# GOAL
Arrange every line of the items below as a Markdown table with the columns Row and Line, numbering the rows in order and omitting blank lines.

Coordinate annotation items
* begin *

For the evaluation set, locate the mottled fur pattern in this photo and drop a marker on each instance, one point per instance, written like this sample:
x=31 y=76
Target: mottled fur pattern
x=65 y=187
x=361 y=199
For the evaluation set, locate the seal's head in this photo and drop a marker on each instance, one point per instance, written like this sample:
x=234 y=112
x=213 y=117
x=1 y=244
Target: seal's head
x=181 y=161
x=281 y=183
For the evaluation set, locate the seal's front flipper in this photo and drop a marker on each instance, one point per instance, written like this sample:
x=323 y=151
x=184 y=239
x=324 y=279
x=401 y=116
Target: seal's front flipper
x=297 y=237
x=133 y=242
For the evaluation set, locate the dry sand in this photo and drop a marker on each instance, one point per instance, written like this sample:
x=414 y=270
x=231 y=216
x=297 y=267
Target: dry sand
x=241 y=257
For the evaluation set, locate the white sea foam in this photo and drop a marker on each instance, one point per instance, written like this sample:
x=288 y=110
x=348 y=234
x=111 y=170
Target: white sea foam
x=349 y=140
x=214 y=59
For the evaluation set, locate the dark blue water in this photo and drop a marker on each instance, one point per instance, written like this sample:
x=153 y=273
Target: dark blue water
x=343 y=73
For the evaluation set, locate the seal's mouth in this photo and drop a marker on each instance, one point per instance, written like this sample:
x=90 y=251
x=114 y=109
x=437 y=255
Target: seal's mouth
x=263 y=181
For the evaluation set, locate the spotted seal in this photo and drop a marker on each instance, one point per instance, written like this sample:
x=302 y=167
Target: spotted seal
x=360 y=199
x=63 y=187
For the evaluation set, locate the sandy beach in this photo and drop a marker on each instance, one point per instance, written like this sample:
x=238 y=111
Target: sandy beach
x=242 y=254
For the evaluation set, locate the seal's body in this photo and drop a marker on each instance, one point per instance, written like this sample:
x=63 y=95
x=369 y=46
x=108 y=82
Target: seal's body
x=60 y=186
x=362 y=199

* end *

# SOLUTION TO THIS EXERCISE
| Row | Line |
|---|---|
| 1 | For the evaluation set, locate the mottled fur pattern in this photo and drop a marker on each instance, one point per instance, written like this sample: |
| 2 | x=31 y=76 |
| 3 | Target: mottled fur pattern |
| 4 | x=65 y=187 |
| 5 | x=361 y=199 |
| 6 | For the evaluation set, locate the seal's head in this photo and drop a marker on each instance, one point per instance, written like this sample: |
| 7 | x=234 y=112 |
| 8 | x=213 y=117 |
| 9 | x=1 y=244 |
| 10 | Target: seal's head |
| 11 | x=181 y=161 |
| 12 | x=281 y=183 |
| 13 | For the evaluation set, locate the seal's front flipper in this photo and drop a marker on each instance, one point per instance, written like this sample: |
| 14 | x=323 y=151 |
| 15 | x=184 y=239 |
| 16 | x=324 y=279 |
| 17 | x=401 y=116 |
| 18 | Target: seal's front flipper |
| 19 | x=297 y=237 |
| 20 | x=133 y=242 |
| 21 | For the evaluation set, locate the dry sand in this photo and drop a marker on each instance, one point per instance, written like this sample: |
| 22 | x=414 y=270 |
| 23 | x=231 y=216 |
| 24 | x=297 y=267 |
| 25 | Target: dry sand |
| 26 | x=241 y=257 |
| 27 | For the evaluation set, locate the white sea foam in this photo and drop a marker on each instance, one point per instance, written like this sample: |
| 28 | x=288 y=110 |
| 29 | x=348 y=234 |
| 30 | x=111 y=170 |
| 31 | Target: white sea foam |
| 32 | x=349 y=140 |
| 33 | x=214 y=59 |
| 34 | For the evaluation set, locate the dark blue water in this photo and drop a marker on each instance, one point per instance, written like this sample: |
| 35 | x=153 y=273 |
| 36 | Target: dark blue water |
| 37 | x=343 y=73 |
| 38 | For the evaluation set, locate the seal's mouth in this photo and drop a marker on each instance, one point per instance, written like this sample: |
| 39 | x=90 y=251 |
| 40 | x=114 y=109 |
| 41 | x=437 y=255 |
| 42 | Target: seal's mouth |
| 43 | x=263 y=181 |
| 44 | For the evaluation set, locate the spotted seal in this photo and drop a marker on each instance, one point per instance, written like this sample: |
| 45 | x=302 y=167 |
| 46 | Target: spotted seal |
| 47 | x=360 y=199 |
| 48 | x=63 y=187 |
| 49 | For the evaluation set, locate the sandy beach in this photo and drop a marker on each instance, one point per instance, written like this sample: |
| 50 | x=238 y=111 |
| 51 | Target: sandy beach |
| 52 | x=242 y=254 |
| 53 | For the evaluation set, locate the seal's body in this photo and drop a marker on each instance, one point per instance, written like this sample: |
| 54 | x=63 y=95 |
| 55 | x=369 y=46 |
| 56 | x=108 y=82 |
| 57 | Target: seal's body |
| 58 | x=60 y=186 |
| 59 | x=362 y=199 |